Please copy the records below word for word, leaving out the pictures.

Start Data records

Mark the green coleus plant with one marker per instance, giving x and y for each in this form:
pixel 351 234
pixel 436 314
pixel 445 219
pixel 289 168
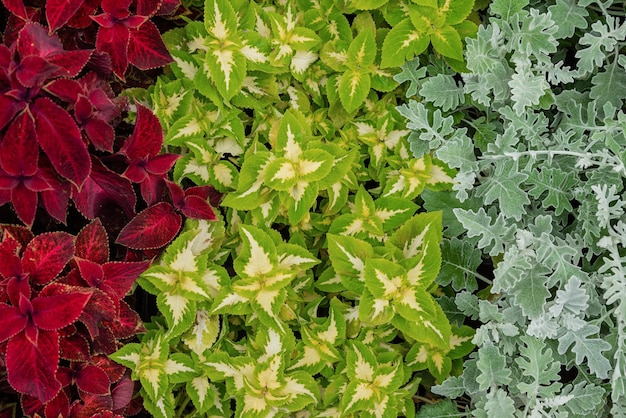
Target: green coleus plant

End Data records

#### Reply to the task
Mark the green coleus plant with one marker per instance, giving x and y for each in this form:
pixel 351 234
pixel 436 314
pixel 445 219
pixel 289 168
Target: green coleus plant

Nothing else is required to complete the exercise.